• **CONSIGNE**:
Répondez aux questions suivantes à partir de la source sur la décentralisation :
1. Quelle loi, avec sa date, régit la publicité au Cameroun ?
2. Quelles entités sont garantes du régime domanial au niveau local ?
3. Quelle loi porte Code général des CTD ?

• **SOURCE**:
« Les collectivités locales ont une autonomie limitée »

Dr Hervé Nicanor Ondoua, économiste du territoire et de la décentralisation, analyste des politiques économiques au Nkafu Policy Institute.

Lundi dernier, le ministre de la Décentralisation et du Développement local (Minddevel) a rappelé à l'ordre, des maires de ville et d'arrondissement qui se livrent à la collecte de la redevance publicitaire. Activité « non conforme » selon lui, au regard des textes qui régissent ce secteur. Qu'est-ce qui est à l'origine d'un tel dysfonctionnement ?
Un tel dysfonctionnement peut être issu de deux problèmes majeurs. D’abord la mauvaise application des lois. En effet, la loi 2006/018 du 29 décembre 2006 régissant la publicité au Cameroun dans son chapitre II présente les conditions particulières à l’affichage publicitaire et l’article 19 de cette loi en son alinéa 2 stipule que « Les règles de compétence en matière de gestion et d’exploitation des domaines public et privé ou de leurs emprises, où se déploie l’affichage publicitaire sont celles fixées par les lois et règlements applicables au régime domanial au Cameroun ». Cependant les garants du régime domanial sont les collectivités territoriales décentralisées (CTD), du moins au niveau local, et par le cadastre pour ce qui est du global et donc de l’administration centrale le cas échéant. Les CTD peuvent donc prélever un impôt sur la publicité étant donné qu’elles sont responsables de l’aménagement et de l’exploitation de la voirie primaire et secondaire. Le deuxième problème est le chevauchement des pouvoirs dans la prise de décision. En fait, on a d’un côté le pouvoir central, avec les différents ministères qui ordonnent et de l’autre, le pouvoir local avec les CTD qui sont censées être autonomes d’après la loi n°2019/024 du 24 Décembre 2019 portant Code général des CTD. De ce fait, ces entités sont des personnes morales de droit public. Elles jouissent de l’autonomie administrative et financière pour la gestion des intérêts régionaux et locaux. Elles doivent donc s’administrer librement par des conseils élus et dans les conditions fixées par la loi.

• **DONNÉES ENREGISTRÉES**:
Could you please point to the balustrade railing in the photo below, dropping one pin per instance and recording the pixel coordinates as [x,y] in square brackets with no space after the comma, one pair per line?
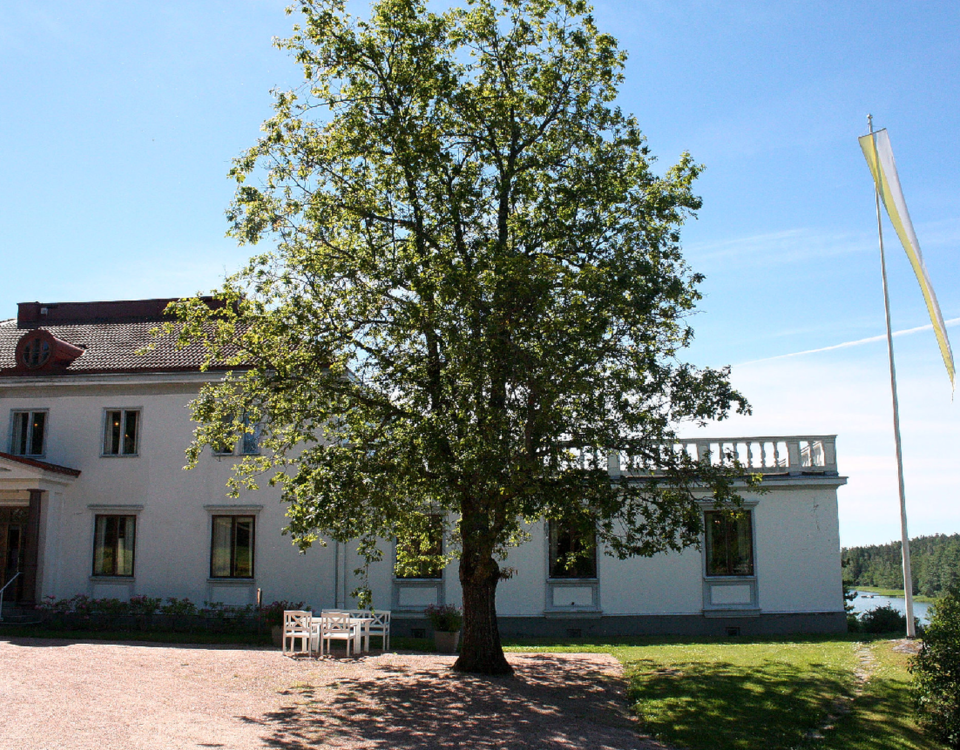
[794,455]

• **RÉPONSE ATTENDUE**:
1. La loi 2006/018 du 29 décembre 2006.
2. Les collectivités territoriales décentralisées (CTD).
3. La loi n°2019/024 du 24 décembre 2019.